▸ INSTRUCTIONS:
1: In the passage on tuberculosis genome sequencing, which reference genome were the trimmed reads aligned to?
2: According to the passage on tuberculosis genome sequencing, why is WGS likely to improve treatment and mortality outcomes in drug-resistant TB in high-burden countries? Answer in one to three sentences.
3: Proceed with the passage on tuberculosis genome sequencing, picking up after its final sentence.

▸ SUPPLIED PASSAGE:
-*-*-

Overall, our work reinforces that the adoption of WGS platforms as a diagnostic tool, combined with mutational databases of drug resistance markers, will inform clinical decision making. The ability to perform WGS for genomic investigations across time and geography will improve the understanding of transmission dynamics, and inform control programmes to reduce disease burden. The benefits will be greatest in high prevalence TB settings, typically low and middle income countries, such as Pakistan. Although WGS is not currently at a viable level of affordability, it is anticipated that amplicon and whole genome approaches using (portable) next generation platforms will shortly become simple, affordable and accessible rapid diagnostics compared to traditional laboratory-based methods that currently require specialist training, equipment and long culture times. Importantly, there is evidence that WGS is more detailed and accurate in its profiling of drug resistance than traditional DST, thereby likely to improve treatment and mortality outcomes in drug-resistant TB in high-burden countries21.

Methods

Sequence data and processing

WGS were sourced across six studies2,9,10,11,12,13 (ENA accessions: PRJEB7798, PRJEB10385, PRJEB25972, PRJEB32684, PRJEB43284), where contributing isolates belong to a single patient. Phenotypic DSTs were conducted using WHO endorsed methods, as specified in descriptions of the original studies2,9,10,11,12,13. Raw reads were trimmed to remove low-quality sequences in Trimmomatic (v0.39)22, and aligned to the H37Rv reference genome (AL123456) with BWA mem (v0.7.17)23. SNPs and indels called by samtools software24 were processed using gatk GenotypeGVCFs (v4.1.3.0) (gatk.broadinstitute.org). Monomorphic SNPs and variants in non-unique regions of the genome (e.g. pe/ppe genes) were excluded. A multi-FASTA format file was created from the filtered SNP file and H37Rv reference fasta using bedtools makewindows (v2.28.0)25. This multiple alignment was used to construct a phylogenetic tree with IQ-TREE (v1.6.12), involving a general time reversible model with rate heterogeneity set to a discrete Gamma model and an ascertainment bias correction (parameters −m GTR + G + ASC), with 1000 bootstrap samples26. Pairwise distance matrices were calculated in Plink software (v1.90b4)27. Drug resistance and lineages were predicted in silico from raw sequence data using TB-Profiler (v2.4)5. The Pakistan analysis results were compared to a global collection of 34 k M. tuberculosis with WGS and DST data7.

-*-*-

▸ SUPPLIED RECORDS:
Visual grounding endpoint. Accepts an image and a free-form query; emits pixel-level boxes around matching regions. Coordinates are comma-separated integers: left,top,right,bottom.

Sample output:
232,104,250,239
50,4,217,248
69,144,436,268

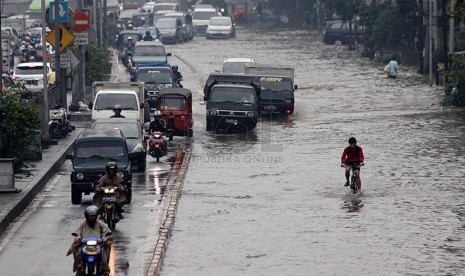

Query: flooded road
161,25,465,275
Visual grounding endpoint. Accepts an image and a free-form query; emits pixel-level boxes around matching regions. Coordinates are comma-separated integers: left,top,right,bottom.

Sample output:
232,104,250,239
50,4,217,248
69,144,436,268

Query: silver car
207,16,236,39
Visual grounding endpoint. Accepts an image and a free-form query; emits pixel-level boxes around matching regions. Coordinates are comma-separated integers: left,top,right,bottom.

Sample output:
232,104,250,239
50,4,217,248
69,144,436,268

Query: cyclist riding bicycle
341,137,365,190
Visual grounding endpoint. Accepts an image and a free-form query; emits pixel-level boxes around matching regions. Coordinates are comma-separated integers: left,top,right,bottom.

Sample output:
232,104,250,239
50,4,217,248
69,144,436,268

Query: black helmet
84,205,99,227
113,104,123,111
105,161,118,173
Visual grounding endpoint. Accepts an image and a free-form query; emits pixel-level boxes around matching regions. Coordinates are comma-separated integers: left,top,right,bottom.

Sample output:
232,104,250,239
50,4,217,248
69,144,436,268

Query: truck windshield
210,87,255,103
260,77,292,92
76,140,126,160
94,92,138,110
137,70,173,84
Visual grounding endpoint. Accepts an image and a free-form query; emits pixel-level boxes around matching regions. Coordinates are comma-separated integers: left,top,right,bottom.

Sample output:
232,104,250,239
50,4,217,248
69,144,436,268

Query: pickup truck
92,81,150,124
245,64,297,115
203,73,260,131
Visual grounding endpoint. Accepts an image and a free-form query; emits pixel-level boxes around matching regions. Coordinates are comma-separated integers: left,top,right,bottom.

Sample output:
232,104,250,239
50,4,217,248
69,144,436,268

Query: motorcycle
48,107,75,139
72,233,111,276
95,187,120,230
149,131,167,162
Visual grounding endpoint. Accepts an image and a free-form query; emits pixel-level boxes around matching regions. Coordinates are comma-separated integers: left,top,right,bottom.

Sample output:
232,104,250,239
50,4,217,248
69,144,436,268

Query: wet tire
71,188,82,204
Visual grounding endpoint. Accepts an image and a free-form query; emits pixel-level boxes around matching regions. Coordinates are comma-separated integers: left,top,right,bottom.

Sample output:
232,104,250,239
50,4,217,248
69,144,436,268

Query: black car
323,20,364,44
92,118,147,172
66,129,132,204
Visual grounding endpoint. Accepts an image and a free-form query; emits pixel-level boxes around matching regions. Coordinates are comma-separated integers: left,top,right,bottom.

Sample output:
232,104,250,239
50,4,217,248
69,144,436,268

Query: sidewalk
0,126,84,236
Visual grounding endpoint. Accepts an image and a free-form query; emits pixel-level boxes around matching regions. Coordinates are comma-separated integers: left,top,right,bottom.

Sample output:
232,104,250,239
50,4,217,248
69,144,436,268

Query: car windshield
94,93,138,111
223,62,250,73
15,65,44,75
134,45,166,56
153,4,176,12
137,70,173,84
210,87,255,103
260,77,292,92
159,97,186,110
76,140,125,159
210,18,231,26
94,122,141,138
155,18,176,29
192,11,218,20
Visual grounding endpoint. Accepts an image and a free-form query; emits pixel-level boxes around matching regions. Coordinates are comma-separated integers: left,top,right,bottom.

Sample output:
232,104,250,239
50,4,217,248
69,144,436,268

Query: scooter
72,233,108,275
98,187,119,231
48,107,75,139
149,131,167,162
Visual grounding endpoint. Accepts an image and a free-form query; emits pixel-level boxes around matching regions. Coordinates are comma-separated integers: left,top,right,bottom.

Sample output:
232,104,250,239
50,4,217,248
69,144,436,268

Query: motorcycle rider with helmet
110,104,126,118
94,161,127,219
66,205,112,276
171,65,183,88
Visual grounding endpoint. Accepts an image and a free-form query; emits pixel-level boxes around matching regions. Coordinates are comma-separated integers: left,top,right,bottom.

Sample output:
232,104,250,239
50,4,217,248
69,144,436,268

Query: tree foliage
0,85,40,172
85,45,113,85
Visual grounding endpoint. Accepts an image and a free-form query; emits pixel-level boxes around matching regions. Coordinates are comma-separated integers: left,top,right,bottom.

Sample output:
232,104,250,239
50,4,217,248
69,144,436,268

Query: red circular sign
73,12,90,32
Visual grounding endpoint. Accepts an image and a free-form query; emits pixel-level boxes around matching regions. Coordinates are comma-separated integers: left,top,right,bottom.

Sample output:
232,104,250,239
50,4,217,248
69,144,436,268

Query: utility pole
41,0,48,140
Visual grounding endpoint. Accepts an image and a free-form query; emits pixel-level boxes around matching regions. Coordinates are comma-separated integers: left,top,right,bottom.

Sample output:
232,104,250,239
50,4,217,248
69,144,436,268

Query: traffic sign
47,24,74,52
73,32,89,45
73,12,90,32
50,1,69,23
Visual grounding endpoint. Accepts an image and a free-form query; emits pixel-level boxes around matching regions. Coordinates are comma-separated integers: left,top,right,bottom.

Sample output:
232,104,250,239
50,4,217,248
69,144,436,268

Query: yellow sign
47,24,74,52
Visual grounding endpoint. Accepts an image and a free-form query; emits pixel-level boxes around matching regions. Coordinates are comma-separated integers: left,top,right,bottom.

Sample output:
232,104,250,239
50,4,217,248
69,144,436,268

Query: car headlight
132,143,144,152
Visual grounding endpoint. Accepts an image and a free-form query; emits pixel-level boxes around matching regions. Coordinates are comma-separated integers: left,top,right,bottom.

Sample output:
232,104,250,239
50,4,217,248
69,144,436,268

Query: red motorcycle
149,131,168,162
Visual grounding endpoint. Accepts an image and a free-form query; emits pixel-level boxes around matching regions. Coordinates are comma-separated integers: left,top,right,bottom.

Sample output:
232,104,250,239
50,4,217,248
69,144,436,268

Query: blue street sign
50,1,69,23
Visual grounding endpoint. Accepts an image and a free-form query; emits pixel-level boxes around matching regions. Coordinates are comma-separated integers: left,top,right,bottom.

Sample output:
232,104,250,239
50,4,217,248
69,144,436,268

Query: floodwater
161,24,465,275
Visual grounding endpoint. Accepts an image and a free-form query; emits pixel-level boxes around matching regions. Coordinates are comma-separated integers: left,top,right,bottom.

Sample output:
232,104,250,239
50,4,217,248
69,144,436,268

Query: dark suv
67,129,132,204
323,20,364,44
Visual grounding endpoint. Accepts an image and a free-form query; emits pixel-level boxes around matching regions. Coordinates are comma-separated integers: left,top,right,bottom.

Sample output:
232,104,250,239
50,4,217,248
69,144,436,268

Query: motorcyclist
94,161,127,219
171,65,183,88
66,205,111,275
148,110,168,150
110,104,126,118
144,31,153,41
341,137,365,190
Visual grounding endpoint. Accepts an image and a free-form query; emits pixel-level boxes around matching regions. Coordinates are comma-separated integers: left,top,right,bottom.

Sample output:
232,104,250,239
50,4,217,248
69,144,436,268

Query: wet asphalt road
161,25,465,275
0,24,465,275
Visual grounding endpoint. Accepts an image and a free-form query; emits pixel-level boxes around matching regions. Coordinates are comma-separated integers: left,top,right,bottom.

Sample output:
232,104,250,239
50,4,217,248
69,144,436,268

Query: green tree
0,85,40,172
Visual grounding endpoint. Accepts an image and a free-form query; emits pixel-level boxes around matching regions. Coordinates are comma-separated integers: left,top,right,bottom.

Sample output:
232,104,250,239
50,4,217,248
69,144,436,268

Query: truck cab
67,129,132,204
204,74,260,131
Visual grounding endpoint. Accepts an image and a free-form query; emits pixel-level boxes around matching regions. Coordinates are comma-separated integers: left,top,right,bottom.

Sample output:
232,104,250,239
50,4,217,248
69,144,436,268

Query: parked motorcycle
149,131,167,162
72,233,108,276
48,107,75,139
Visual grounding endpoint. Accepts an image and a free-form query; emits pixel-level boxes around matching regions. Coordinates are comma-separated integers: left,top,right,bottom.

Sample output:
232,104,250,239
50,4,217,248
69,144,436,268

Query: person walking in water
384,56,398,79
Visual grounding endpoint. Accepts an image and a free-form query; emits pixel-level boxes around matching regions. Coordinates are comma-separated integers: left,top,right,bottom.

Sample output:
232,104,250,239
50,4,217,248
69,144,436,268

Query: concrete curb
0,130,81,236
146,149,191,276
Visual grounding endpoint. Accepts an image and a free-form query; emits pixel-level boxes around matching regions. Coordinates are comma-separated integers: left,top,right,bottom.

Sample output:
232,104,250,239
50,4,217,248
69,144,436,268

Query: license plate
103,197,116,202
263,105,278,111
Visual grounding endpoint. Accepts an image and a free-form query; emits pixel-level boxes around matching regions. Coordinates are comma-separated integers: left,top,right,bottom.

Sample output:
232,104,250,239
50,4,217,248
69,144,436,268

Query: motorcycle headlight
132,143,144,152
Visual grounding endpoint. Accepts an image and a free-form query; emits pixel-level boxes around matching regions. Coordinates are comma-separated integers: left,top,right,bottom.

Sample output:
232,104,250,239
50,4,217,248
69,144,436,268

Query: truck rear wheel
71,188,82,204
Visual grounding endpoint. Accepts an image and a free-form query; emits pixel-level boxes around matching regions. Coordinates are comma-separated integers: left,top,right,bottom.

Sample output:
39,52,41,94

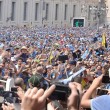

-*-*-

▸ OUTPUTS IN ORDER:
1: The H37Rv reference genome (AL123456).

2: There is evidence that WGS profiles drug resistance in more detail and more accurately than traditional DST. That better profiling is expected to improve treatment and mortality outcomes in drug-resistant TB.

3:
A cut-off of 10 SNPs difference was established to define transmission clades, and label samples as “transmitted” or “non-transmitted”. A sensitivity analysis was performed to assess the impact of changing the cut-off. Linear mixed models were used perform a GWAS of transmissibility using SNPs, location, drug resistance and adjusting for M. tuberculosis (sub-)lineage and outbreak-based population structure, being implemented in GEMMA (v.1.1.2) (http://www.xzlab.org/software.html). We report association p-values less than a Bonferroni cut-off based on testing 4,000 genes (P < 1.25 × 10–5). To identify if samples involved in transmission clades (> 10 samples) were similar to others (< 20 SNPs) in the global dataset (n = 34 k)7, we constructed phylogenetic trees using FastTree for the relevant sub-lineages (1.1.2, 2.2.1, 3, 3.1.2, 4.5, 4.9). The likelihoods of ancestral locations were inferred with the ape (v5.0) and phytools packages in R.